- **TEXT**
"""

When I was an Computer Science undergrad, I was shocked by the number of MacBook users that did not realize that OSX had a bash/posix compliant terminal built into it and that OSX was built on UNIX. These were Computer Science students that didn't realize that and thought they needed to install Linux or ssh into the school servers to get that. The fact you get native access to the tools you have on Linux while still running more apps natively that you would have under Windows seemed like the major appeal to me for anyone pursuing CS, but apparently it was just about having a MacBook.


----------



## jeff5891

http://www.tigerdroppings.com/rant/display.aspx?p=32245268

Some iPhone users are just dumb


----------



## WhataSpaz

jeff5891 said:


> http://www.tigerdrop...aspx?p=32245268
> 
> Some iPhone users are just dumb


Some of those comments make me want to shoot myself hahaha


----------



## johnfranckiv

Whoa whoa whoa... I sell vzw phones... and everyone at my store hates apple.. we don't make any money off them... I think there is only 2 or three people in my entire region that even use an iPhone...we all love android! The vzw workers that love apple so much must also hate money haha

Sent from my DROIDX using RootzWiki


----------



## nklenchik

johnfranckiv said:


> Whoa whoa whoa... I sell vzw phones... and everyone at my store hates apple.. we don't make any money off them... I think there is only 2 or three people in my entire region that even use an iPhone...we all love android! The vzw workers that love apple so much must also hate money haha
> 
> Sent from my DROIDX using RootzWiki


Yeah I read something about that today:
http://www.technobuffalo.com/companies/google/android/retailers-wish-android-tablets-would-compete-with-the-ipad/

"Apple's success commands this kind of control, as the company's influence is too great for retailers to pass up. And there's nothing anyone can do about it. As an example, _Motley Fool_ writes that for every 16GB iPhone 4S Best Buy purchases from Apple at a rate of $600, the retailer gets a $100 profit from a wireless provider for signing a customer up. In comparison, Best Buy pays $300 for the Droid Razr, retails it for $200, and still receives the $400 commission from a wireless provider. When it comes to the iPad, margins are much worse, as many consumers opt for the Wi-Fi only model, eliminating any carrier subsidies."

"""

- **GIVEN DATA**
"""

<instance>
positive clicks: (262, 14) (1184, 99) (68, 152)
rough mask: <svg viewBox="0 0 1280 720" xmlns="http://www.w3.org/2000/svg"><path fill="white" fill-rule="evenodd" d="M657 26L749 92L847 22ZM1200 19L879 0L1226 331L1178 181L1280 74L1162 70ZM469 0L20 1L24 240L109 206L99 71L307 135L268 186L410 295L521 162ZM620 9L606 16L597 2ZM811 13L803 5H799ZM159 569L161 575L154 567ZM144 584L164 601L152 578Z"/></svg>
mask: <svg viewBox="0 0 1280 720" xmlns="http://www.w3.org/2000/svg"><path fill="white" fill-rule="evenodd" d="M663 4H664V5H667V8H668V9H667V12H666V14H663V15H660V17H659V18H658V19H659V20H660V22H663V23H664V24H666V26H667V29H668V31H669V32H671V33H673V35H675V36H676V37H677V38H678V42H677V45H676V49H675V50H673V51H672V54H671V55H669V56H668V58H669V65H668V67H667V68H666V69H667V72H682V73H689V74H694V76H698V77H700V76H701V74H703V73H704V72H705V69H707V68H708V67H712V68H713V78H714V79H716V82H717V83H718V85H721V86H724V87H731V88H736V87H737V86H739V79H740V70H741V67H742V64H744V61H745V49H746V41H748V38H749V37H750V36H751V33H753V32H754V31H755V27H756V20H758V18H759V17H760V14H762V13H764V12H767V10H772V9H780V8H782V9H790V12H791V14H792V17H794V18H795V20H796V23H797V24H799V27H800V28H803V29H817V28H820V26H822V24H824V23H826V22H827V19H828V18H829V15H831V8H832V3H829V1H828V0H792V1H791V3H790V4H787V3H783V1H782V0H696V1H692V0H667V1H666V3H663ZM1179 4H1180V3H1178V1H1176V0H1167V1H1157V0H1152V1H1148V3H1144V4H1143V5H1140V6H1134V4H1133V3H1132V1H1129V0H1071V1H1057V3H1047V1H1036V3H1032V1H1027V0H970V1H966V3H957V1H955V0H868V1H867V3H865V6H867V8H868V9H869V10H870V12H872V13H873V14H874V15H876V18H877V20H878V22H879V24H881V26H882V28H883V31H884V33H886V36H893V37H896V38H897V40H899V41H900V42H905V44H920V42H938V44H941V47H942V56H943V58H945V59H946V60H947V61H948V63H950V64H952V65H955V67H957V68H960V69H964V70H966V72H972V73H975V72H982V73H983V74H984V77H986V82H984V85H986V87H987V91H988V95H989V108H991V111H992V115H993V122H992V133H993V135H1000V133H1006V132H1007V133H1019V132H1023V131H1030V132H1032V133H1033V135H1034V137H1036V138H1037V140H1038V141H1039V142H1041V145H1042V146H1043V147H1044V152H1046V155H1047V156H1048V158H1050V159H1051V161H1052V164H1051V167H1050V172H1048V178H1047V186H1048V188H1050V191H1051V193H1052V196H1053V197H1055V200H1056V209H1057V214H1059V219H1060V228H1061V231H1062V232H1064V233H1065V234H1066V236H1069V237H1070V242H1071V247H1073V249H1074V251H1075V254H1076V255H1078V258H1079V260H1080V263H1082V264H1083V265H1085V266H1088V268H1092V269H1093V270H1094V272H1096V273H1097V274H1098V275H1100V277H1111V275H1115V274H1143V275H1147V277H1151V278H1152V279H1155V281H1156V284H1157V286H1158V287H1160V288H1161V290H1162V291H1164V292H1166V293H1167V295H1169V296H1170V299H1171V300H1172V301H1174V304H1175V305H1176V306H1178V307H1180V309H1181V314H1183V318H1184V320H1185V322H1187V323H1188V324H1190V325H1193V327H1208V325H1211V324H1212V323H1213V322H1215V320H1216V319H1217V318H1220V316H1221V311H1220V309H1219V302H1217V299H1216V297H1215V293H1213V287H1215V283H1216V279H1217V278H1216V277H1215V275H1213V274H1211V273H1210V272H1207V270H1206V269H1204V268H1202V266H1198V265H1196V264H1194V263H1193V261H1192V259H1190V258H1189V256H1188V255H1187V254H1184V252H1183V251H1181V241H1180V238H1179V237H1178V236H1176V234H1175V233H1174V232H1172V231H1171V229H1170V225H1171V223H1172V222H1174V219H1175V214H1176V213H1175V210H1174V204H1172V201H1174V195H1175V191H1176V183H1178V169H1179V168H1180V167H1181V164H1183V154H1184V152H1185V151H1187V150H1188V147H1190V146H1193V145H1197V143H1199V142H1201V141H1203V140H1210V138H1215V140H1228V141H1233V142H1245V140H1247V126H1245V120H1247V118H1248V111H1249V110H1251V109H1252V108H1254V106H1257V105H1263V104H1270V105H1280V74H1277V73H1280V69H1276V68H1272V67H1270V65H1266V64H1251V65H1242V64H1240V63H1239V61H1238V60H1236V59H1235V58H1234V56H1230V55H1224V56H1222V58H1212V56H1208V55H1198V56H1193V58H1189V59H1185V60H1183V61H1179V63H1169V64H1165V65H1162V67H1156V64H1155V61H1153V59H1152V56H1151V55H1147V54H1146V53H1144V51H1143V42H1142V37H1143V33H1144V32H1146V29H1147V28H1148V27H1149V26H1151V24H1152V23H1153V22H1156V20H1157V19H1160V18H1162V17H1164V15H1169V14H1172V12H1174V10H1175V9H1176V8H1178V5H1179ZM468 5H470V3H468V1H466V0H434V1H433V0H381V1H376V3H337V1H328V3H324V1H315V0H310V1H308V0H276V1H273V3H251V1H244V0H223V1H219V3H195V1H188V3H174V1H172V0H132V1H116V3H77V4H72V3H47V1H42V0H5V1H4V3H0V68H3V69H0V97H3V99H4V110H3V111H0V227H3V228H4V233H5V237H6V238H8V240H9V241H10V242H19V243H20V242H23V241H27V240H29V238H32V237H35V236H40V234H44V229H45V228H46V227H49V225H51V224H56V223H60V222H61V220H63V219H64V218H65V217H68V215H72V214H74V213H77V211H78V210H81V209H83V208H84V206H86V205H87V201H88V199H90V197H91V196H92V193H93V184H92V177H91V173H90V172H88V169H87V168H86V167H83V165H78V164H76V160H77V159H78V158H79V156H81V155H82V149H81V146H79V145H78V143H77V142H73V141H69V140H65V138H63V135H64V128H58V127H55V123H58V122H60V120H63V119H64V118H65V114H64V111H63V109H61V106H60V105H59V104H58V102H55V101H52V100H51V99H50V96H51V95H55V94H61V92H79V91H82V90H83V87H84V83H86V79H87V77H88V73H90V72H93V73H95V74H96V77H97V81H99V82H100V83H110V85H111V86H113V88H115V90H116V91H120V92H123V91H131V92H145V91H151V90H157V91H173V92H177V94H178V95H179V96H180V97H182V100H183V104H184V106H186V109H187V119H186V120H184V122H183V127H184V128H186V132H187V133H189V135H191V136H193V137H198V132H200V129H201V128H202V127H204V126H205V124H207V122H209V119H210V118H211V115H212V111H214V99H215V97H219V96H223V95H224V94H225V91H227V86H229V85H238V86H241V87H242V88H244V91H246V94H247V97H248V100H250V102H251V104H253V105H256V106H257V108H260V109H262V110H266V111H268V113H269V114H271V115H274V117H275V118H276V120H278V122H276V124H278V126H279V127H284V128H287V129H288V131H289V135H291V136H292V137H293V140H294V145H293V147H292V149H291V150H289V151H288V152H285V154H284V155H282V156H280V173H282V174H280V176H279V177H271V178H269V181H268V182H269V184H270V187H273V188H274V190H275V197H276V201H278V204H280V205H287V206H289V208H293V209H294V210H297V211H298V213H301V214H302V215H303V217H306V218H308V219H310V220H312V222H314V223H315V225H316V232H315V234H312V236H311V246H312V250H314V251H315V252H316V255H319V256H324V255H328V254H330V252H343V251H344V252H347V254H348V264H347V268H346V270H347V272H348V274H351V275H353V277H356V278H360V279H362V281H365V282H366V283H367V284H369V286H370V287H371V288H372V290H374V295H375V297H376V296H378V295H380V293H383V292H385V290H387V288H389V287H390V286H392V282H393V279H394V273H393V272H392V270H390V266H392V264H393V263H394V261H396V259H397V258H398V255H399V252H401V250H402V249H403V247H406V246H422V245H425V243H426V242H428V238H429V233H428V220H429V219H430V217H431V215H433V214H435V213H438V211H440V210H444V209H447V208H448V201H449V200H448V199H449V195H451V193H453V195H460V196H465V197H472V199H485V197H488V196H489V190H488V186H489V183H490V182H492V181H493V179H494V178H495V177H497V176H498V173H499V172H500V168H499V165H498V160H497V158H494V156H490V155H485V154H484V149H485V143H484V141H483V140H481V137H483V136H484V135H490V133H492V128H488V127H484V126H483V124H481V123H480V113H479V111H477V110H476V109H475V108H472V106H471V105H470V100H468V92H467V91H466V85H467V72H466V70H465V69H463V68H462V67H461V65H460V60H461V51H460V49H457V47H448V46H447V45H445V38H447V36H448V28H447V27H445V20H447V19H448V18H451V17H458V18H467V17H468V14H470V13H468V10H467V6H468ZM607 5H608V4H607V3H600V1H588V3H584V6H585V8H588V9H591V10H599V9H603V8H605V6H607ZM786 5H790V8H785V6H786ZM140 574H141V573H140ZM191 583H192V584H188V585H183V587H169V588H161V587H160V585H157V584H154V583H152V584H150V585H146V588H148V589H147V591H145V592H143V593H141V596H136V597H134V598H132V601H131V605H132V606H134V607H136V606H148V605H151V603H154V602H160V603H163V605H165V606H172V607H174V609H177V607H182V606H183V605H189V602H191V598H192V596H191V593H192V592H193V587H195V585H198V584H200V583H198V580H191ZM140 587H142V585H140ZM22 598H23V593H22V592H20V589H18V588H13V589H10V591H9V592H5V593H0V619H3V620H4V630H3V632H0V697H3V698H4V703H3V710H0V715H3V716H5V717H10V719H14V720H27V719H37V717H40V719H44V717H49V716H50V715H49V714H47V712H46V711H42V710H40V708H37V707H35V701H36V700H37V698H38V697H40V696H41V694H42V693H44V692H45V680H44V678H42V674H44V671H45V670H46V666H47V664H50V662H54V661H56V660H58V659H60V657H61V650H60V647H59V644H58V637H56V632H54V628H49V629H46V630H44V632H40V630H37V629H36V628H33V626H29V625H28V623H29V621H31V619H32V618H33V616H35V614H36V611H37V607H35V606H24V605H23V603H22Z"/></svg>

"""

- **WORK INSTRUCTION**
In the forum thread, what price does Best Buy pay for the Droid Razr?

- **EXERCISE OUTPUT**
$300